··· Source passage ···

Abstract of Biomaterials paper

Current attempts at tissue regeneration utilizing synthetic and decellularized biologic-based materials have typically been met in part by innate immune responses in the form of a robust inflammatory reaction at the site of implantation or grafting. This can ultimately lead to tissue fibrosis with direct negative impact on tissue growth, development, and function. In order to temper the innate inflammatory response, anti-inflammatory signals were incorporated through display on self-assembling peptide nanofibers to promote tissue healing and subsequent graft compliance throughout the regenerative process. Utilizing an established urinary bladder augmentation model, the highly pro-inflammatory biologic scaffold (decellularized small intestinal submucosa) was treated with anti-inflammatory peptide amphiphiles (AIF-PAs) or control peptide amphiphiles and used for augmentation. Significant regenerative advantages of the AIF-PAs were observed including potent angiogenic responses, limited tissue collagen accumulation, and the modulation of macrophage and neutrophil responses in regenerated bladder tissue. Upon further characterization, a reduction in the levels of M2 macrophages was observed, but not in M1 macrophages in control groups, while treatment groups exhibited decreased levels of M1 macrophages and stabilized levels of M2 macrophages. Pro-inflammatory cytokine production was decreased while anti-inflammatory cytokines were up-regulated in treatment groups. This resulted in far fewer incidences of tissue granuloma and bladder stone formation. Finally, functional urinary bladder testing revealed greater bladder compliance and similar capacities in groups treated with AIF-PAs. Data demonstrate that AIF-PAs can alleviate galvanic innate immune responses and provide a highly conducive regenerative milieu that may be applicable in a variety of clinical settings.

··· Given records ···

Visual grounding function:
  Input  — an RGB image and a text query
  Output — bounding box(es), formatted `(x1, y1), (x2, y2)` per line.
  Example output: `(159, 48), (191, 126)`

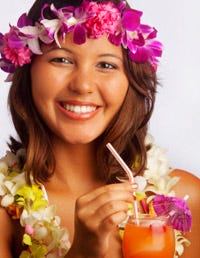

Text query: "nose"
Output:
(69, 67), (95, 95)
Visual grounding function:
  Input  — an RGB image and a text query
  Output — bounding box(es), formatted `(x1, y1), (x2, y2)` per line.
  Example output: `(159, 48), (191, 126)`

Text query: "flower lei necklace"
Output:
(0, 135), (191, 258)
(0, 0), (162, 81)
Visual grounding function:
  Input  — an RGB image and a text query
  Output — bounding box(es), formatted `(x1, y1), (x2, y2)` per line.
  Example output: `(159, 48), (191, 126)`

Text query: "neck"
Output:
(47, 140), (102, 195)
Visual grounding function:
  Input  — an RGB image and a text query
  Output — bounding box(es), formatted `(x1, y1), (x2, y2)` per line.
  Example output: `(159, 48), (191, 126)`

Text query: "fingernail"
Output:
(131, 183), (138, 190)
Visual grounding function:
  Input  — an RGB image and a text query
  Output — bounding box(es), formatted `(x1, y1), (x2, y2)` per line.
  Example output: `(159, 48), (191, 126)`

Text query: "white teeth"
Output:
(63, 104), (96, 114)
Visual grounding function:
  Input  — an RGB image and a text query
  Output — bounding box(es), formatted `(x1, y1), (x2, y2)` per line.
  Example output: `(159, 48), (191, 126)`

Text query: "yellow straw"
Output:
(106, 143), (138, 218)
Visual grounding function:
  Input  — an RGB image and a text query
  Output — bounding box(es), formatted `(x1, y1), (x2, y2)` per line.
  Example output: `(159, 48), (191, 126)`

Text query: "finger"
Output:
(99, 211), (127, 232)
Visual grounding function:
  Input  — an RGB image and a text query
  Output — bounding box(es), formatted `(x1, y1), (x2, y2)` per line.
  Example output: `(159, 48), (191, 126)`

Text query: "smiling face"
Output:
(31, 33), (128, 144)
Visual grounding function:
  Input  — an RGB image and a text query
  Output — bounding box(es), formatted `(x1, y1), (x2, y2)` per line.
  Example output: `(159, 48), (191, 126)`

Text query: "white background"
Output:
(0, 0), (200, 177)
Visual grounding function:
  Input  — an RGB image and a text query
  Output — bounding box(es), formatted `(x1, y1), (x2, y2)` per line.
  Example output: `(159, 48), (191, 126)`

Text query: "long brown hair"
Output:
(8, 0), (157, 183)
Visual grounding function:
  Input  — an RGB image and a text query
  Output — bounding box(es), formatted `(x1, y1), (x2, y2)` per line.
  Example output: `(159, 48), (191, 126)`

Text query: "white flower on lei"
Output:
(144, 135), (179, 199)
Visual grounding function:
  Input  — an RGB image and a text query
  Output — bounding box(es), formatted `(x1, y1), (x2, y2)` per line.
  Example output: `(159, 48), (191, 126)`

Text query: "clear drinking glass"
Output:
(122, 214), (175, 258)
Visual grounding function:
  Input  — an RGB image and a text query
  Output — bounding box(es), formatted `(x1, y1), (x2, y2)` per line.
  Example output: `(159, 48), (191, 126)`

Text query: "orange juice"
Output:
(122, 217), (175, 258)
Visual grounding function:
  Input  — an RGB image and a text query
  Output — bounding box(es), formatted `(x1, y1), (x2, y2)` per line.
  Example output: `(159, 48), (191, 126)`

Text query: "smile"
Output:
(63, 104), (97, 114)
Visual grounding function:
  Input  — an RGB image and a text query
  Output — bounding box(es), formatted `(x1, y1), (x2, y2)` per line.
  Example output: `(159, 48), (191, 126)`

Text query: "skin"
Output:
(0, 34), (200, 258)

···

_Tasks and exercises_.
a) Answer each question from the biomaterials abstract.
(i) Which biologic scaffold was treated with the peptide amphiphiles before augmentation?
(ii) How did M1 and M2 macrophage levels change in the treatment groups?
(iii) What did functional urinary bladder testing show for the groups treated with AIF-PAs?
b) According to the biomaterials abstract, why were anti-inflammatory signals incorporated on self-assembling peptide nanofibers?

_Solution set_.
a)
(i) Decellularized small intestinal submucosa.
(ii) M1 macrophage levels decreased, and M2 macrophage levels stabilized.
(iii) Greater bladder compliance and similar capacities.

b) Synthetic and decellularized biologic materials typically provoke a robust innate inflammatory reaction at the implantation site. This reaction can lead to tissue fibrosis, which directly harms tissue growth, development, and function. The anti-inflammatory signals were added to temper that response and so promote tissue healing and graft compliance during regeneration.